#### What the task requires:
Answer these questions from the notebook excerpt below:
1. Which variable holds the output of the StonedSampler run?
2. What number is passed as num_samples in each sampling call?
3. Which sampler's results are stored in resultsPc?

#### Source passage:

----------

Individual samplers are below

In [None]:
cs = ChemSampler(samplers_list= ["ChemblSampler"])
resultsCh = cs.sample(smiles, num_samples=1000)
resultsCh


In [None]:
cs = ChemSampler(samplers_list= ["StonedSampler"])
resultsSt = cs.sample(smiles, num_samples=1000)
resultsSt


In [None]:
cs = ChemSampler(samplers_list= ["MolerSampler"])
resultsMo = cs.sample(smiles, num_samples=1000)
resultsMo

In [None]:
cs = ChemSampler(samplers_list= ["PubChemSampler"])
resultsPc = cs.sample(smiles, num_samples=1000)
resultsPc

In [None]:
cs = ChemSampler(samplers_list= ["SmallWorldSampler"])
resultsSW = cs.sample(smiles, num_samples=1000)
resultsSW

In [None]:
cs = ChemSampler(samplers_list= ["BimodalSampler"])

----------

#### Information shown:
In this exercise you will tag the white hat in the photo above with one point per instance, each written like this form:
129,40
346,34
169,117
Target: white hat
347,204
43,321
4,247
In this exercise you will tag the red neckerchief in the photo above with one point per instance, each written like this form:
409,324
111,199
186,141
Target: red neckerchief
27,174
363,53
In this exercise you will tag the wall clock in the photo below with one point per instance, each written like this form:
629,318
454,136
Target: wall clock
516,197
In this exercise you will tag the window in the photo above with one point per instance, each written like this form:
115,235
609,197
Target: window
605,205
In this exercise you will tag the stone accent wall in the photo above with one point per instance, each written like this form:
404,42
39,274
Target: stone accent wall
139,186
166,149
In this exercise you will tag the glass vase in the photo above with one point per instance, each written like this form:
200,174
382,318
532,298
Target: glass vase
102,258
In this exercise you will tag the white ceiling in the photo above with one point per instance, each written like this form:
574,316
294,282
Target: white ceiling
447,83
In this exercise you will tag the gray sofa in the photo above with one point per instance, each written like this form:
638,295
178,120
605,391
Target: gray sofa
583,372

----------

#### Output for this task:
1. resultsSt
2. 1000
3. PubChemSampler